■ Your objective ■
Print the whole listing, character for character.

■ Entries shown ■

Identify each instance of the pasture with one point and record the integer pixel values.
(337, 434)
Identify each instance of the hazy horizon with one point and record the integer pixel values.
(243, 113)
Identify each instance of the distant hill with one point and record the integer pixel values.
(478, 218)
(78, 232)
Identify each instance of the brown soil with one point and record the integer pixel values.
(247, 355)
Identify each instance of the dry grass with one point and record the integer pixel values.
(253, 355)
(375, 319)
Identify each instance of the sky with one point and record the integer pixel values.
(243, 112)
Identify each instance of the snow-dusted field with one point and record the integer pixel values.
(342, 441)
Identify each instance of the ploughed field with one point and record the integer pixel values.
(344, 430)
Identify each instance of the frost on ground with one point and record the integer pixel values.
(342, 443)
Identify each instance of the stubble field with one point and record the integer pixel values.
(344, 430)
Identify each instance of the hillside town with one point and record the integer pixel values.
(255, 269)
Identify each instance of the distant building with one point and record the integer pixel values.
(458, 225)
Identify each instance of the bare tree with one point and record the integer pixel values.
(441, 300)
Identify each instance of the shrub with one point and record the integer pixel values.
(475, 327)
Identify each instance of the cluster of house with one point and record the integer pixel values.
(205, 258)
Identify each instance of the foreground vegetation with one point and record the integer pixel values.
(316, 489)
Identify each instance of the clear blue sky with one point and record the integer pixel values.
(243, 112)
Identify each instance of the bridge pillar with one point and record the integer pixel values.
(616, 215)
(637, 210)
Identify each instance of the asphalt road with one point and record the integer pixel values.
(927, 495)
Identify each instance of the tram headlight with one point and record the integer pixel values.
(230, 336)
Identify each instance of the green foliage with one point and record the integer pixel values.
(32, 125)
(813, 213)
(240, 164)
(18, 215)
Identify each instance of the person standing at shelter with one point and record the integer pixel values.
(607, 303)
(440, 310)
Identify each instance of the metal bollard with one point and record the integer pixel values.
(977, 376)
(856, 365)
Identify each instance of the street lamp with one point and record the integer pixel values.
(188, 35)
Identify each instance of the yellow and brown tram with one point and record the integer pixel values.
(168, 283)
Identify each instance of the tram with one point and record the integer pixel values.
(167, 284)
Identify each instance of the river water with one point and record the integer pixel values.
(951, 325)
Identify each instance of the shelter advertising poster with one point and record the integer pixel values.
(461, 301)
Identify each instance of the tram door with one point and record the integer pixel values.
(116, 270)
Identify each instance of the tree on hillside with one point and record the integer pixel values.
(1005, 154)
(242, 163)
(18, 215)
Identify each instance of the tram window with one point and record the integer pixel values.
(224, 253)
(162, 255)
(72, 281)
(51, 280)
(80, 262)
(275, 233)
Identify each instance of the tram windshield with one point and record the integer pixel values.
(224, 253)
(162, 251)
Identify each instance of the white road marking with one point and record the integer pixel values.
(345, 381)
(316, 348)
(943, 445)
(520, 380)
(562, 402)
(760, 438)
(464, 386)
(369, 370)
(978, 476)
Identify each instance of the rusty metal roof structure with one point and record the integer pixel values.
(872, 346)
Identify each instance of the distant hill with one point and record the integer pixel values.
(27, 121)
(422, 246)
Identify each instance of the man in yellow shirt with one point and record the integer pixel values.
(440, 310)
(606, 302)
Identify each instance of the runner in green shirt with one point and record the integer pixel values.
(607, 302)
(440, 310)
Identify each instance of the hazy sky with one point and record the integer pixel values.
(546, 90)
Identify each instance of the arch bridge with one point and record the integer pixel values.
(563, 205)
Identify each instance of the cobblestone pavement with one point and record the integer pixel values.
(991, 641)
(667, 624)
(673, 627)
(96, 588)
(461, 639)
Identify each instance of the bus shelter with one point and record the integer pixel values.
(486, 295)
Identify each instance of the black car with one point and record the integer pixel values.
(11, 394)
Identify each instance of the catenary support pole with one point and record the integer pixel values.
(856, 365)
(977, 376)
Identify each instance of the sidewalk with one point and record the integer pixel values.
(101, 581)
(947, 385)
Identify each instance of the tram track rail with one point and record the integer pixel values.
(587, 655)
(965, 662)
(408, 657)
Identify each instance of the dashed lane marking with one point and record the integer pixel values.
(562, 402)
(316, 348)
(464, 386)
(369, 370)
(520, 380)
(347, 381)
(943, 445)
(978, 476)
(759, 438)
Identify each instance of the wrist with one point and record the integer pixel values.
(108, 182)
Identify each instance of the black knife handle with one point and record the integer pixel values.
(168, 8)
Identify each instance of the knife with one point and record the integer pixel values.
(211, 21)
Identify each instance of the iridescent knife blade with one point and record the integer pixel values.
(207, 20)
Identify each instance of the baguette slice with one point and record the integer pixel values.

■ Answer box ■
Identify each instance of the pasture with one point and record the integer pixel values.
(337, 434)
Identify each instance of the hazy horizon with one point and record the integer pixel values.
(243, 113)
Identify each instance of the distant hill with one point and record the integer pixel values.
(478, 218)
(78, 232)
Identify each instance of the brown soil with one point and record the integer pixel values.
(247, 355)
Identify each instance of the dry grass with one point and record the integer pixel values.
(253, 355)
(375, 319)
Identify each instance of the sky with one point and record the integer pixel values.
(243, 112)
Identify each instance of the snow-dusted field with one point and record the integer pixel values.
(342, 441)
Identify each instance of the ploughed field with one point and record the integer pixel values.
(344, 430)
Identify each instance of the frost on ground with one point and record the integer pixel values.
(342, 443)
Identify each instance of the stubble field with one point and record the integer pixel values.
(344, 430)
Identify each instance of the hillside town with one point and record the integer pixel values.
(255, 269)
Identify each instance of the distant building with one point and record the integer pixel values.
(458, 225)
Identify each instance of the bare tree with one point and record the integer pixel values.
(441, 300)
Identify each instance of the shrub with one point and record the integer pixel values.
(475, 327)
Identify each instance of the cluster of house with one point and record the integer pixel values.
(205, 258)
Identify each instance of the foreground vegetation with one point and record the integer pixel values.
(316, 489)
Identify each instance of the clear blue sky with one point and record the integer pixel values.
(243, 112)
Identify each instance of the bridge pillar with one point and record the integer pixel values.
(616, 215)
(637, 210)
Identify each instance of the asphalt road with one point and record the integer pixel values.
(927, 495)
Identify each instance of the tram headlight with one point and record the integer pixel values.
(230, 336)
Identify each instance of the green foliage with one point and record the integer pixel values.
(32, 125)
(813, 213)
(240, 164)
(18, 215)
Identify each instance of the person standing at shelter with one point and record the integer pixel values.
(607, 303)
(440, 310)
Identify each instance of the metal bollard with one point and record the integer pixel values.
(977, 376)
(856, 365)
Identify each instance of the street lamp with one point and record the integer pixel values.
(188, 35)
Identify each instance of the yellow and brown tram with one point and record the integer pixel values.
(168, 283)
Identify each instance of the tram with one point and record the integer pixel values.
(167, 284)
Identify each instance of the river water with one point and record the integer pixel values.
(951, 325)
Identify each instance of the shelter advertising poster with one point and record the integer pixel values.
(461, 301)
Identify each instance of the tram door with one point and record the integer pixel values.
(116, 270)
Identify each instance of the tree on hillside with one point and record the integer pixel values.
(1005, 154)
(242, 163)
(18, 215)
Identify each instance of the tram window with one point and record the integer pixel values.
(224, 253)
(162, 255)
(72, 281)
(51, 280)
(80, 262)
(275, 233)
Identify each instance of the tram windshield with one point and record the integer pixel values.
(224, 253)
(162, 251)
Identify each instance of the white road marking with one point and record the integer pixel values.
(345, 381)
(316, 348)
(943, 445)
(520, 380)
(562, 402)
(760, 438)
(464, 386)
(369, 370)
(978, 476)
Identify each instance of the rusty metal roof structure with one point and record the integer pixel values.
(872, 346)
Identify each instance of the distant hill with one point and record the integer pixel values.
(27, 121)
(422, 246)
Identify each instance of the man in yellow shirt with one point and record the integer pixel values.
(440, 310)
(606, 302)
Identify each instance of the runner in green shirt with one point and record the integer pixel values.
(607, 302)
(440, 310)
Identify each instance of the hazy sky with one point and record the integer pixel values.
(546, 90)
Identify each instance of the arch bridge with one point and record the integer pixel values.
(563, 205)
Identify each instance of the cobblestone pavement with one point and record the integer pixel values.
(991, 641)
(667, 624)
(673, 627)
(96, 588)
(461, 639)
Identify each instance of the bus shelter with one point and record the integer pixel values.
(486, 295)
Identify each instance of the black car with one point and record the integer pixel values.
(11, 394)
Identify each instance of the catenary support pole with one point and record the integer pixel values.
(856, 365)
(977, 376)
Identify each instance of the sidewalk with one point and record the integer pixel values.
(101, 581)
(947, 385)
Identify each instance of the tram track rail with one point and record the integer pixel values.
(587, 655)
(965, 662)
(408, 657)
Identify each instance of the dashed lane marking with one point and record the integer pixel values.
(562, 402)
(316, 348)
(464, 386)
(369, 370)
(520, 380)
(347, 381)
(943, 445)
(978, 476)
(759, 438)
Identify each instance of the wrist with one point and record the integer pixel values.
(108, 182)
Identify each instance of the black knife handle with one point and record the integer pixel values.
(168, 8)
Identify each instance of the knife with one point and record the integer pixel values.
(211, 21)
Identify each instance of the iridescent knife blade with one point and record the integer pixel values.
(207, 20)
Identify each instance of the baguette slice with one point and record the integer pixel values.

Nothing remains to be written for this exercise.